== Text shown ==
So, I use this script and errors doesn't dissapeared 
Any solution?


----------



## jrronimo (May 24, 2018)

I'm having the same problem. steamcmd used to work, but is now having problems. I don't know where to start to troubleshoot this, unfortunately.


----------



## MotorBoater12 (Jun 14, 2018)

I am also having this problem.  Has anyone been able to get it to work?


----------



## jrronimo (Jun 14, 2018)

Before I start, I'm using this version of SteamCMD: https://github.com/Pricetx/Scripts/blob/master/steamcmd_freebsd.sh -- I checked this against the official linux steamcmd pretty recently and it still seems pretty similar.

Anyway, when I run it, I still get a lot of the net.cpp errors, but it still seems to be running. I'm mostly ignoring them to see if it still works. I was able to do a login and update, there are just a lot of net.cpp errors...

That said, my Insurgency server doesn't work anymore, but I don't know if that's the fault of Steam, FreeBSD, or the Linux compatibility layer...


----------



## jrronimo (Jun 15, 2018)

Update: User error on my part.  Insurgency was binding to an IP address I didn't realize my server was using (in addition to the one I wanted it to have).

So far as I can tell, despite the net.cpp errors, everything IS working okay. From Twitter:


> And yes, maybe the warning/error you see is unrelated to the bug you have had encountered, but the reason is of course having that socket-option unimplemented in out Linuxulator...
> 
> __ https://twitter.com/i/web/status/1007728479780077569


----------
===
== Extracted entries ==
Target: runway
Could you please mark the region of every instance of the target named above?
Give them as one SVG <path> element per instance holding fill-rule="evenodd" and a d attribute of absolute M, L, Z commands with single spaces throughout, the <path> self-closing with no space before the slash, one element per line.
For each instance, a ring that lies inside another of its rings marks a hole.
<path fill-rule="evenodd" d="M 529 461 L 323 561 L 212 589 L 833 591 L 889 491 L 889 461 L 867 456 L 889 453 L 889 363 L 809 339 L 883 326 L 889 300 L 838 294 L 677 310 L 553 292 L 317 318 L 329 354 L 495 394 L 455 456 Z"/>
===
== Extracted entries ==
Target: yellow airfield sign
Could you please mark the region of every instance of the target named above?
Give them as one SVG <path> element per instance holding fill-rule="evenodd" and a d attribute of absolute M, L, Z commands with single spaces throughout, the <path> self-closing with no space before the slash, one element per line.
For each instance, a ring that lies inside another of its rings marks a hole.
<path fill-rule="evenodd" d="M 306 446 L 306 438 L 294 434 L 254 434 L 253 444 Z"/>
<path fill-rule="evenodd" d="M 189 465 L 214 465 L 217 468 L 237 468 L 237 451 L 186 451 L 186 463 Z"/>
===
* _Stated goal_
In the SteamCMD thread, what turned out to be the cause of the Insurgency server not working? Please answer in one sentence. The data here is separate material, unrelated to the SteamCMD thread.

* _The output_
Insurgency was binding to an IP address that jrronimo hadn't realized the server was using, in addition to the intended one.